> _DIRECTIONS FOR THIS TASK_: In the batch and CUDA documentation, which axis of the input array does solve_batch treat as the batch index?

> _EXTRACT TO READ_:
Batch & CUDA

Batch API (CPU and Generic Arrays)

Use solve_batch for input arrays shaped:

(spatial_dim_1, spatial_dim_2, ..., spatial_dim_k, batch)

The last axis is treated as batch index, and TV operators are applied only across spatial axes.

Example:

u_batch, stats = TotalVariationImageFiltering.solve_batch(
    f_batch,
    TotalVariationImageFiltering.ROFConfig();
    lambda = 0.1,
    tv_mode = TotalVariationImageFiltering.IsotropicTV(),
)

For PDHG batch solves, you can additionally pass:

  • constraint = TotalVariationImageFiltering.NonnegativeConstraint(), or
  • constraint = TotalVariationImageFiltering.BoxConstraint(lower, upper).

Batch state reuse:

  • pass state = [ROFState(slice1), ROFState(slice2), ...] for ROF;
  • pass state = [PDHGState(slice1), PDHGState(slice2), ...] for PDHG.

State vector length must match batch size.

CUDA Extension

The extension module TotalVariationImageFilteringCUDAExt is loaded automatically when:

  • CUDA.jl is installed and loaded,
  • a functional CUDA runtime/device is available.

Example:

using CUDA
using TotalVariationImageFiltering

f_gpu = CUDA.rand(Float32, 256, 256)
problem_gpu = TotalVariationImageFiltering.TVProblem(f_gpu; lambda = 0.15f0)
u_gpu, stats_gpu = TotalVariationImageFiltering.solve(problem_gpu, TotalVariationImageFiltering.ROFConfig())

CUDA Coverage

Current behavior based on extension code/tests:

  • CUDA kernels are provided for gradient/divergence/projection primitives.
  • Single-image ROF and PDHG on CuArray are supported.
  • Batched CUDA solve is specialized for ROFConfig and PDHGConfig.
  • Batched CUDA path currently requires:
    • L2Fidelity (ROF), or L2Fidelity / PoissonFidelity (PDHG),
    • Neumann boundary.

ROF paths currently support only constraint = NoConstraint().

If CUDA is unavailable, CPU paths continue to work.

Numerical Equivalence Checks

Repository tests compare CPU and CUDA outputs with tolerances for:

  • single-image ROF solve;
  • batched ROF solve.

(Dataset excerpts on object pointing)
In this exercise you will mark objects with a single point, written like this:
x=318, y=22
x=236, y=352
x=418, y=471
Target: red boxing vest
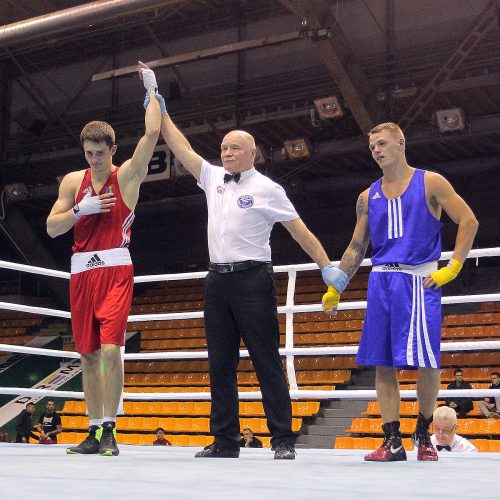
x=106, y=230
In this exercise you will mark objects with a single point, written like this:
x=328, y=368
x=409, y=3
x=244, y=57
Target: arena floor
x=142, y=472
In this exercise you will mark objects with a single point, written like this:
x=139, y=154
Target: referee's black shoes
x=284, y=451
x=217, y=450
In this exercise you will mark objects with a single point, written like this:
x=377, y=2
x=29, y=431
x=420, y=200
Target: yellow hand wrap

* * *

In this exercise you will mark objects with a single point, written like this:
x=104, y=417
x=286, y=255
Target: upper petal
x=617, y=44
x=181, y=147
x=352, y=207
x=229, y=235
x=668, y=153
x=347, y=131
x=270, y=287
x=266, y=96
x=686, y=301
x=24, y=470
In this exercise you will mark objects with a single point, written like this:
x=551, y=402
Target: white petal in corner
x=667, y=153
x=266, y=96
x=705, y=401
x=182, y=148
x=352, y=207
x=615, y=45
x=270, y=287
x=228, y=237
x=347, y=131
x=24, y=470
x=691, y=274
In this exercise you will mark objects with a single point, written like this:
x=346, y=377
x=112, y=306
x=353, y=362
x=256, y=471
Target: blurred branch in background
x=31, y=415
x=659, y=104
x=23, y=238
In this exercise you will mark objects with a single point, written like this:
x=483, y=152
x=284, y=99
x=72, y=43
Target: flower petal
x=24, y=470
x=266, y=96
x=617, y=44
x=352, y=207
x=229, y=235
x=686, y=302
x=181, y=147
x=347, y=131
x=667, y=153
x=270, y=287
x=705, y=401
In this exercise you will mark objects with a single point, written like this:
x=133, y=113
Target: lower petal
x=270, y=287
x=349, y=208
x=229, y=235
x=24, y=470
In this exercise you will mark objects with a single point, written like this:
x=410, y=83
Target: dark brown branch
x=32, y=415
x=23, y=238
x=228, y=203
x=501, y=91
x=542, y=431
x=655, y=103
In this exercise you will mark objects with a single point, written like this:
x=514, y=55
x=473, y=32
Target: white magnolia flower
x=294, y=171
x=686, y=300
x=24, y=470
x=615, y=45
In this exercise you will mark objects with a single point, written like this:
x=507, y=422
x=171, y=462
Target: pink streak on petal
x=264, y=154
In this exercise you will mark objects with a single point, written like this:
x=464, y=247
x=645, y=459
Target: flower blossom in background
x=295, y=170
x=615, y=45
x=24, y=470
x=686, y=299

> _CORRECT OUTPUT_: The last axis.